- WORK REQUEST
All lines from the one with "Would you be able to locate the blurred" through the last are to be given again exactly as they stand in the data below, and only those.

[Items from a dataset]
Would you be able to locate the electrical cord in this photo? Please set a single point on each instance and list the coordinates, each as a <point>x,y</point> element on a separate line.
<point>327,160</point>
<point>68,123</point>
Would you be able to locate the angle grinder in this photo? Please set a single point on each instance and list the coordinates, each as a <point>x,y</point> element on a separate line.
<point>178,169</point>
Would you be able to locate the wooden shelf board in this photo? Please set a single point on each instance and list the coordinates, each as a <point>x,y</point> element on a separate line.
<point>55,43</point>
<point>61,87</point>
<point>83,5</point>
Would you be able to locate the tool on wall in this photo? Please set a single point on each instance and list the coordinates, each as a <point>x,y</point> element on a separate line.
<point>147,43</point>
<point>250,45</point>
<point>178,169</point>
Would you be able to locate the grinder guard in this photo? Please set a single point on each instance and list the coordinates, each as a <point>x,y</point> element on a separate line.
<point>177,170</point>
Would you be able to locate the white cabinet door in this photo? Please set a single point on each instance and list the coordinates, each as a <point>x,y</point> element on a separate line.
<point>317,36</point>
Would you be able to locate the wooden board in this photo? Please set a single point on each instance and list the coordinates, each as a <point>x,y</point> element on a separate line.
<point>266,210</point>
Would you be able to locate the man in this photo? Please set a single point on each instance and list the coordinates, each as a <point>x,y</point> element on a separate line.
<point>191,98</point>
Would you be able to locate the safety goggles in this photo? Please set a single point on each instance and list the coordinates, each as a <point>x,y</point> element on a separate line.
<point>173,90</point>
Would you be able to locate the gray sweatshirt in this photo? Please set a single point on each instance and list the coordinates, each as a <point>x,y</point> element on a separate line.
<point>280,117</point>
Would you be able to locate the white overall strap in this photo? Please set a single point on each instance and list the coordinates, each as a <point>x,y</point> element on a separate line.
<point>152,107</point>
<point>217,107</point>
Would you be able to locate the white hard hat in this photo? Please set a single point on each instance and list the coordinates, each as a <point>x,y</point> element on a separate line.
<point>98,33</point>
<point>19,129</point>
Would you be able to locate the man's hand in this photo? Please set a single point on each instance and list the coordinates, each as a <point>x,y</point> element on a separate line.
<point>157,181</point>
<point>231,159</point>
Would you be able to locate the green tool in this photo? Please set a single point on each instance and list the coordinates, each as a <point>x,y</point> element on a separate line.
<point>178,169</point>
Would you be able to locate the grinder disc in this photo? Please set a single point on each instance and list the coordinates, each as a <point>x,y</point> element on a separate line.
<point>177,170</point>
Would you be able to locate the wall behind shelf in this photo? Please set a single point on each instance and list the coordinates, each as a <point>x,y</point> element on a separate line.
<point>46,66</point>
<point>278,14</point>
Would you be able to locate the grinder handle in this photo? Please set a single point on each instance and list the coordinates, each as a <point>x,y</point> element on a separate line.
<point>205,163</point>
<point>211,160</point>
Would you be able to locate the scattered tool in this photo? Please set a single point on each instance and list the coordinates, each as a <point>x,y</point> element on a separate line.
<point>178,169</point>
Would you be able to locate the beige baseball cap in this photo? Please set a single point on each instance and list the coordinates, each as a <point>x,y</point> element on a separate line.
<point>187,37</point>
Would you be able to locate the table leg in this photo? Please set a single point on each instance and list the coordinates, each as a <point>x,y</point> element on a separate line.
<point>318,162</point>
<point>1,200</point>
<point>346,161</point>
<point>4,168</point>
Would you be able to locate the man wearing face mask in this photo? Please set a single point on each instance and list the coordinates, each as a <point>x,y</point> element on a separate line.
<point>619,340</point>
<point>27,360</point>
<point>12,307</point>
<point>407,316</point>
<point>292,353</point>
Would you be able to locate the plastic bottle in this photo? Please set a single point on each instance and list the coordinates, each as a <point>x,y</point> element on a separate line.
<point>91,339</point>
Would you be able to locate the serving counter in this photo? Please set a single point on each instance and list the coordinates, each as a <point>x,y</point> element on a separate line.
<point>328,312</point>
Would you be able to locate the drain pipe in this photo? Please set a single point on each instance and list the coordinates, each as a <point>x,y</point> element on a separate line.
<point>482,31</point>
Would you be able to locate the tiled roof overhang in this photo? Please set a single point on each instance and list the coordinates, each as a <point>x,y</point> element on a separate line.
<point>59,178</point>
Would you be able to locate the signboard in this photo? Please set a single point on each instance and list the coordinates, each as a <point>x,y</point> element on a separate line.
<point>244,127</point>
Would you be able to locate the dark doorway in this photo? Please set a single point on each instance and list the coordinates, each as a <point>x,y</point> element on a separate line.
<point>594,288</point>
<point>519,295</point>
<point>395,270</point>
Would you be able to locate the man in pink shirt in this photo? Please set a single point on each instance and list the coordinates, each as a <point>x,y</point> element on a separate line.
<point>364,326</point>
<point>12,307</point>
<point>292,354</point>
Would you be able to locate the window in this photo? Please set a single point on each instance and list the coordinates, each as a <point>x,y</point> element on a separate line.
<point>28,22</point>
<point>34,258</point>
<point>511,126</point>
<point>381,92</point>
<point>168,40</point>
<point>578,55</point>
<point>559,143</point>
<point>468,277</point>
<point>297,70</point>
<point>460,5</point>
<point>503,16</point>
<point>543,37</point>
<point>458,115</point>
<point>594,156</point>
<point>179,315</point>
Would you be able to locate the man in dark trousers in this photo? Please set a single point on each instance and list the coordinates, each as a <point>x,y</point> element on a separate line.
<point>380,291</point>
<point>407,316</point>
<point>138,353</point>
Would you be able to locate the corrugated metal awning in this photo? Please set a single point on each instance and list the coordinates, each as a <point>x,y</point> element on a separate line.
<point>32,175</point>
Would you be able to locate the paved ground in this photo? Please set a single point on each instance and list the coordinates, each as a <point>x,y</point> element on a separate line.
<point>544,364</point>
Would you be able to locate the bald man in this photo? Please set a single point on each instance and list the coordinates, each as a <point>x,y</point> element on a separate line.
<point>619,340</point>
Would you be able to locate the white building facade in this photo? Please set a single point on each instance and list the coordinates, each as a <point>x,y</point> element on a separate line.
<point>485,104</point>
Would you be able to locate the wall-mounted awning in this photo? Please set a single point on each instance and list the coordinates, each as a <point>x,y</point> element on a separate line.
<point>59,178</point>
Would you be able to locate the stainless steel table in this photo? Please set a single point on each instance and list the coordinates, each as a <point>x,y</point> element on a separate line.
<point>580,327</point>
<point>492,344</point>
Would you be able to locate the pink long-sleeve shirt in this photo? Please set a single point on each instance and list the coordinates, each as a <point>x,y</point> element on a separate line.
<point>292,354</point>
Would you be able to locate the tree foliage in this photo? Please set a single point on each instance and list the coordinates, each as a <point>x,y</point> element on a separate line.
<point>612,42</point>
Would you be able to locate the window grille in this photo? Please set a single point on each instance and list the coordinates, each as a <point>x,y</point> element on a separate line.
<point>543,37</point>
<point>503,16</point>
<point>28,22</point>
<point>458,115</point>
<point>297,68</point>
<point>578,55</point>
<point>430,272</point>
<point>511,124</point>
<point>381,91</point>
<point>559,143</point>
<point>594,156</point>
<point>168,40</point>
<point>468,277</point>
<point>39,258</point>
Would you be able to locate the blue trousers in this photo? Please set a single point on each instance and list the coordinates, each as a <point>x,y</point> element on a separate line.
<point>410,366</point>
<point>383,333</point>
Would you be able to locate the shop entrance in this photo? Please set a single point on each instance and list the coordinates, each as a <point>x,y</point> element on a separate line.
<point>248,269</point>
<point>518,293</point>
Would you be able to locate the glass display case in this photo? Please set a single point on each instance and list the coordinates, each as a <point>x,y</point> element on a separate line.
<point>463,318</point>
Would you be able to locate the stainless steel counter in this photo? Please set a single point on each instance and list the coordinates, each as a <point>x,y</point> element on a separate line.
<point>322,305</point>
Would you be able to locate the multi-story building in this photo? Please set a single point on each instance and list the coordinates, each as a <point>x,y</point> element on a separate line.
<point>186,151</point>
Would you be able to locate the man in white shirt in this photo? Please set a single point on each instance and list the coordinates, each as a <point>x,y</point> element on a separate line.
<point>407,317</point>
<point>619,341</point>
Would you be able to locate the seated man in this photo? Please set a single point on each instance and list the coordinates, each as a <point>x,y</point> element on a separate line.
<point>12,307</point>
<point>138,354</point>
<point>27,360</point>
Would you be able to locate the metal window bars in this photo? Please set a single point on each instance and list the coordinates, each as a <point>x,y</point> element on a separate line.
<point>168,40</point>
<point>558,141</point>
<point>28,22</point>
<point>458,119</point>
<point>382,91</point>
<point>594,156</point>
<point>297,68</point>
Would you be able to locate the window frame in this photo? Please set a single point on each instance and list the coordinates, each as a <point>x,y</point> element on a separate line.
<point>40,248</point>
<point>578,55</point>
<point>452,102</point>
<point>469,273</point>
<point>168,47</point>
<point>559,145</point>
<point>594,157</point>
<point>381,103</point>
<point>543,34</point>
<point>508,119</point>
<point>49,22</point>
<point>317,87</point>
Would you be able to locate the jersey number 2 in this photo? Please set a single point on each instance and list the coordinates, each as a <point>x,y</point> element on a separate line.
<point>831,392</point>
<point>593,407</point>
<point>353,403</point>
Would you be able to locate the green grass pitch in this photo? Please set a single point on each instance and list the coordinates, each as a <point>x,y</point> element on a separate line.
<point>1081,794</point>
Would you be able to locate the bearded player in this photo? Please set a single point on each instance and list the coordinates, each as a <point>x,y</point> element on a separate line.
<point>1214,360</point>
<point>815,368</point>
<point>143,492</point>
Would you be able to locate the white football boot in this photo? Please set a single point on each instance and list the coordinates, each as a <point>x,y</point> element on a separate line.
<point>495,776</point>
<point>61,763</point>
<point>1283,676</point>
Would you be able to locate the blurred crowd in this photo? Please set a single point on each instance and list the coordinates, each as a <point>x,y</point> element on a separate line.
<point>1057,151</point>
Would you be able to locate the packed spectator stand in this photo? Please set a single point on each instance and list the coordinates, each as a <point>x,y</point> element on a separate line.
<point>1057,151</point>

- SOLVED PROBLEM
Would you be able to locate the blurred crowd in this photo? Please set a single point on each instance and list the coordinates, each as a <point>x,y</point> element on a separate line.
<point>1057,151</point>
Would you be able to locate the packed spectator stand in this photo? Please set a single point on each instance and list the coordinates, each as a <point>x,y</point> element on a separate line.
<point>1057,151</point>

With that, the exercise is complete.